---------- STORED DATA ----------

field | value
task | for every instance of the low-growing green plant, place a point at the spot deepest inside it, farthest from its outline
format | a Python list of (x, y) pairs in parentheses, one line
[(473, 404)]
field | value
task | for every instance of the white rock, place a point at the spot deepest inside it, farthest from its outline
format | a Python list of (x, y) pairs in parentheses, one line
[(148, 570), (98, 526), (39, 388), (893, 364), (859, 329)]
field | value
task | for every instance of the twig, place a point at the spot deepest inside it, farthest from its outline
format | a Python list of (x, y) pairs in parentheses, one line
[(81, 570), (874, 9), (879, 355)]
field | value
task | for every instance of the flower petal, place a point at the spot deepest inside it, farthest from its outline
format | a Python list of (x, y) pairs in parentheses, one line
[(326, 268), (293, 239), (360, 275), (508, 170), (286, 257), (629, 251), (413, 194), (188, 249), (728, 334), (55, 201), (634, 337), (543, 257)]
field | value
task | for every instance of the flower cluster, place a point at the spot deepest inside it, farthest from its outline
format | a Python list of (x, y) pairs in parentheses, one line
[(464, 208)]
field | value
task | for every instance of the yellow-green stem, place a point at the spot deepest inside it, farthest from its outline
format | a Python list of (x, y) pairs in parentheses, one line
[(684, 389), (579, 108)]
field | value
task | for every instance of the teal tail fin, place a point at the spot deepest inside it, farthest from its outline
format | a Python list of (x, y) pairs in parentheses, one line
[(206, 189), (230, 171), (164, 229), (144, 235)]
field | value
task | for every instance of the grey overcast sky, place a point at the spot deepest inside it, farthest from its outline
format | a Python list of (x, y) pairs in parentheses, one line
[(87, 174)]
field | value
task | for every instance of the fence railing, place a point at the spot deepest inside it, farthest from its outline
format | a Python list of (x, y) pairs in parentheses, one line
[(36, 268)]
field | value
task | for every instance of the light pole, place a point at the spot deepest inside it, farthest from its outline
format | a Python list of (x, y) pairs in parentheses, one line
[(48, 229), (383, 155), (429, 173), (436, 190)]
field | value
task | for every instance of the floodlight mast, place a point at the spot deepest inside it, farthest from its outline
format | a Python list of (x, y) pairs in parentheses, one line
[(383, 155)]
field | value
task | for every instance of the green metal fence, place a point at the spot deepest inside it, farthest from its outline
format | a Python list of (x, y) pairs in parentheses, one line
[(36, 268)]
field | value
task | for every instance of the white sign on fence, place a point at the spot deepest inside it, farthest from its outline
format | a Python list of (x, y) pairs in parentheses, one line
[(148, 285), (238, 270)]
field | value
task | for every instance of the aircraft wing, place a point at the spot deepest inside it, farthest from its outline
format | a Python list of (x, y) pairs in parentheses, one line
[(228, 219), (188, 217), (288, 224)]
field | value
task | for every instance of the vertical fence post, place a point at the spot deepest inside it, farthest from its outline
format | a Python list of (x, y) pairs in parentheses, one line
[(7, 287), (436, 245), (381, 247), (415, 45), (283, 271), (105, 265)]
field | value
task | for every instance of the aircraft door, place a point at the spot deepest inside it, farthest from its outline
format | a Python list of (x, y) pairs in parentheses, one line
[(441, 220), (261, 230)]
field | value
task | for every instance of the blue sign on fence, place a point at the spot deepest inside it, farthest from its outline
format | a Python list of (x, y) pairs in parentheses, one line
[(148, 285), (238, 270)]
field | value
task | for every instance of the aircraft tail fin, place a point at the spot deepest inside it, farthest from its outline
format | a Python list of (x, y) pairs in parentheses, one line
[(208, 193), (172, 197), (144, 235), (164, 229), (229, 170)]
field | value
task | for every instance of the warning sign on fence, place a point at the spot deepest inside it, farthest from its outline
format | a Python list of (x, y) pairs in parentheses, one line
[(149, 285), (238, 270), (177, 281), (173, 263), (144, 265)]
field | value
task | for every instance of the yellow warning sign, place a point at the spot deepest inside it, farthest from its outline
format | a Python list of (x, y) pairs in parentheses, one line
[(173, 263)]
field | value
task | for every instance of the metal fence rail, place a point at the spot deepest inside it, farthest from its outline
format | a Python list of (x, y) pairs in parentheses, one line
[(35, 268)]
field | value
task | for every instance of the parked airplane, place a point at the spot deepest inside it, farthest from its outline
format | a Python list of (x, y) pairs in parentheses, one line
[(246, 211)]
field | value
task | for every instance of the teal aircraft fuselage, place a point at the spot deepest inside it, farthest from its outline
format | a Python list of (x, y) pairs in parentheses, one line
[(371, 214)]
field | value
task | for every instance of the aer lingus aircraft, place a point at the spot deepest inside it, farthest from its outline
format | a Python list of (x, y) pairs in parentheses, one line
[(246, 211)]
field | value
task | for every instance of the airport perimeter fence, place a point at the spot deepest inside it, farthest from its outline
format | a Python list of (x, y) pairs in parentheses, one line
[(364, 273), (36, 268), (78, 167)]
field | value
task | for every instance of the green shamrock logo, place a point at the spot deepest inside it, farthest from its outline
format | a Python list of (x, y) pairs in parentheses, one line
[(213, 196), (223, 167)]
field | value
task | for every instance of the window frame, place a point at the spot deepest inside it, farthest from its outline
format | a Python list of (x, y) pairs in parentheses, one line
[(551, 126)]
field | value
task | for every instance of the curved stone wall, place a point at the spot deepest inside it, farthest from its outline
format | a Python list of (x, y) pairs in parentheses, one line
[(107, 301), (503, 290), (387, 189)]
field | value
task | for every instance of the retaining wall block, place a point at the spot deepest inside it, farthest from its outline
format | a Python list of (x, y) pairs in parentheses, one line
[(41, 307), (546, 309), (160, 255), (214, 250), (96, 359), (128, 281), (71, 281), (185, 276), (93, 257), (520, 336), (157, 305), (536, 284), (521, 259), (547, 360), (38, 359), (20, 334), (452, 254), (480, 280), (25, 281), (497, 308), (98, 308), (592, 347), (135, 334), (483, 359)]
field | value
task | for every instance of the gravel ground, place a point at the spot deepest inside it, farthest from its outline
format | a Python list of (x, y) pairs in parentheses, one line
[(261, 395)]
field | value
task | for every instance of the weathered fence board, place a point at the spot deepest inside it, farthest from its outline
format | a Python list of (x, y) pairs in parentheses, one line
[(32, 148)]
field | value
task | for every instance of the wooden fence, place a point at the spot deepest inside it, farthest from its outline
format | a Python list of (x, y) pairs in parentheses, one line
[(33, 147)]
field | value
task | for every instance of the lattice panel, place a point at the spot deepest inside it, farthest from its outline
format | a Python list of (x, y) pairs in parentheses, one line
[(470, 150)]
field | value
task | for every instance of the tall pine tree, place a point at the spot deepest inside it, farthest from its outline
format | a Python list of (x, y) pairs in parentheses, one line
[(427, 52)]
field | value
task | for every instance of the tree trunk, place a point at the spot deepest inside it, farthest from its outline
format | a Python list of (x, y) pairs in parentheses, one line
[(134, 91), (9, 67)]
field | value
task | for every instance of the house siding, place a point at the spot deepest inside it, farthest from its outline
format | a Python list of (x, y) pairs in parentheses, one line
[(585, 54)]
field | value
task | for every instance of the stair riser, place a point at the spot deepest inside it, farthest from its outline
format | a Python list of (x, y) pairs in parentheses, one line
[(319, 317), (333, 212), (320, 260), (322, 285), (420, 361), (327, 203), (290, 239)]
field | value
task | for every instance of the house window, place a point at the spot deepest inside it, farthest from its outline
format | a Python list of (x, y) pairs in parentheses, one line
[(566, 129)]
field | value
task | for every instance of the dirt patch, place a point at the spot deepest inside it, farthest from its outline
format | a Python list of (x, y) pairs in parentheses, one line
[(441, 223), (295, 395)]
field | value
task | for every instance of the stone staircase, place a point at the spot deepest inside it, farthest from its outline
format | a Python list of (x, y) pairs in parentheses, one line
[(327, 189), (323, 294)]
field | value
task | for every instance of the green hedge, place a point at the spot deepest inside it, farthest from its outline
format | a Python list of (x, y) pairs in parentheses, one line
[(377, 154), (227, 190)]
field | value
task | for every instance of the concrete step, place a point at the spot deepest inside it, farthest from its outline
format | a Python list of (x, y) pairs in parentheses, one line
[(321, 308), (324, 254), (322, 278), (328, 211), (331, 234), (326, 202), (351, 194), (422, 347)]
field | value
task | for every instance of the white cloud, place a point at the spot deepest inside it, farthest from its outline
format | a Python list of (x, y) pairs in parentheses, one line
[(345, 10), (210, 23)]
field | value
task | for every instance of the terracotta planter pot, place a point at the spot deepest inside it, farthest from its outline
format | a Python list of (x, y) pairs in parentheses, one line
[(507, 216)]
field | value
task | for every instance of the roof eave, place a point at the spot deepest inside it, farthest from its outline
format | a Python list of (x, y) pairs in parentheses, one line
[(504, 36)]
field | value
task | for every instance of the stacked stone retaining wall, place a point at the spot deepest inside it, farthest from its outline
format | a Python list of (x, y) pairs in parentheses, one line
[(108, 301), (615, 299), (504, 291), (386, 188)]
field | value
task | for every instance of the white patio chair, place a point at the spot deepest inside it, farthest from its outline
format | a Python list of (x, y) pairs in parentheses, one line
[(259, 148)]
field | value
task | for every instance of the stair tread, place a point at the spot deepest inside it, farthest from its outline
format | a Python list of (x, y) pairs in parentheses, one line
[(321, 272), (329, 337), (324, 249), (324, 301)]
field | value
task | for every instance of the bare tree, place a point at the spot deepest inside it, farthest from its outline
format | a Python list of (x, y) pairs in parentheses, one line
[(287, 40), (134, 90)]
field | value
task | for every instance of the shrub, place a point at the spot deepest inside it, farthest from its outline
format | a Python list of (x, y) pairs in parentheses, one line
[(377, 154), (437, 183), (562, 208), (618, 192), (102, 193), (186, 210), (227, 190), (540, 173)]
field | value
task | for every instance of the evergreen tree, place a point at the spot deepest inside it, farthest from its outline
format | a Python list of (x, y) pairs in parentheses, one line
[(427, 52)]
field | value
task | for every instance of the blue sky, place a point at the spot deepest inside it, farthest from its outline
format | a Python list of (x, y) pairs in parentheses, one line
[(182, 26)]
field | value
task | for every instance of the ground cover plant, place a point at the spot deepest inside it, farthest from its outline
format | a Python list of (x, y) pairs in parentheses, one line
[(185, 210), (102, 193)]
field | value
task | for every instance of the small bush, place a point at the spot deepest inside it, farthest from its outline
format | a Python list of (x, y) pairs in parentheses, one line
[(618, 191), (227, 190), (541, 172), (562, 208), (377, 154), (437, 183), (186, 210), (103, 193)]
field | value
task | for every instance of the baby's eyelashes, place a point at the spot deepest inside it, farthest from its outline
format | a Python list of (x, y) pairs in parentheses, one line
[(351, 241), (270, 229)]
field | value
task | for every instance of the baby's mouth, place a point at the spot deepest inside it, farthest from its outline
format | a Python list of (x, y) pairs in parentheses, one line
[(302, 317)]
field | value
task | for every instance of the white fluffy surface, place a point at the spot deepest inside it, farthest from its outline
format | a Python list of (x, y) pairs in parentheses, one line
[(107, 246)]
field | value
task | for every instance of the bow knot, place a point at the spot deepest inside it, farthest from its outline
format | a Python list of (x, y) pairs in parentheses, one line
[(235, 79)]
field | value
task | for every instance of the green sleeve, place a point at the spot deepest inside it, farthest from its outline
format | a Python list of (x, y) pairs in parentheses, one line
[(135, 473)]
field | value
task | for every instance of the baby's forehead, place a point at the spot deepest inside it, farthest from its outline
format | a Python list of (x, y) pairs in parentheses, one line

----------

REQUIREMENT: Can you copy the material verbatim, from its very first line up to and including the line that contains "[(464, 208)]"?

ANSWER FOR THE TASK:
field | value
task | for every instance of the low-growing green plant, place a point at the spot deepest inside it, farthest from its outline
format | a Python list of (x, y) pairs in parentheses, one line
[(473, 404)]
field | value
task | for every instance of the white rock, place a point at the spot deepest inside it, farthest from its outline
format | a Python list of (x, y) pairs in parentheses, one line
[(148, 570), (98, 526), (39, 388), (893, 364), (859, 329)]
field | value
task | for every instance of the twig, place a point at the spot deepest inside it, farthest from its outline
format | a Python list of (x, y) pairs in parentheses, one line
[(81, 570), (874, 9), (879, 355)]
field | value
task | for every instance of the flower petal, place a point at the spot deepest inside it, farthest from its outline
format | a Python list of (x, y) pairs in parentheses, one line
[(326, 268), (293, 239), (360, 275), (508, 170), (286, 257), (629, 251), (413, 194), (188, 249), (728, 334), (55, 201), (634, 337), (543, 257)]
field | value
task | for every instance of the flower cluster, place a point at the spot deepest inside it, farthest from its outline
format | a Python list of (x, y) pairs in parentheses, one line
[(464, 208)]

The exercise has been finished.